- Exercise instructions -
Every entry should be repeated exactly. Omit the pictures.

# Start of Extracted data

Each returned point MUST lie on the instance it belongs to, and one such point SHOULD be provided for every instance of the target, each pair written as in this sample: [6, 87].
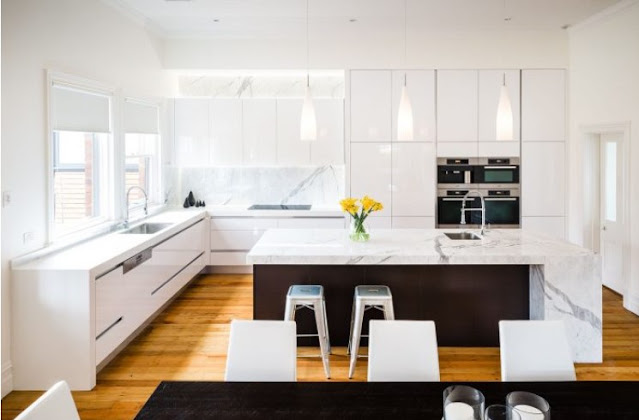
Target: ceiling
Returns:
[331, 19]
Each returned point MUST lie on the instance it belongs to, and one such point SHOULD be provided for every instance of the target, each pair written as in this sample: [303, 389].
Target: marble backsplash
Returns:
[316, 185]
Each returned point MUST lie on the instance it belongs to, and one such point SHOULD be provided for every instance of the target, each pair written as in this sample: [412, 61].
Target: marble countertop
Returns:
[243, 211]
[409, 246]
[104, 252]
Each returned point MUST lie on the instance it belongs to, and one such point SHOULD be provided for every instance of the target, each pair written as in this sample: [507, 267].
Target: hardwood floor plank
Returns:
[188, 341]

# End of Extracted data

- Response to this exercise -
Each returned point MUST lie on the instance it belongs to, and one such point SHOULD be provided for every instance of the target, each pair written as in this sample: [6, 87].
Target: ceiling
Returns:
[331, 19]
Each returned point MUST lie on the instance it belongs to, and one such point SHOULD be provided for every instance of the target, each pair written as in this sample: [303, 389].
Target: marble backsplash
Returns:
[316, 185]
Each returned point MUST lie on the instance it belongs to, and one such point SHOULD be provided for every instance of the target, each pair written as in this sample: [412, 61].
Target: marble countertop
Returns:
[243, 211]
[409, 246]
[104, 252]
Each returned point MUST lie on the instance it belongs to, and one such point SHOULD be provided for every instance of the target, each pair written as in this sample: [507, 267].
Target: hardwood floor plank
Returns:
[188, 341]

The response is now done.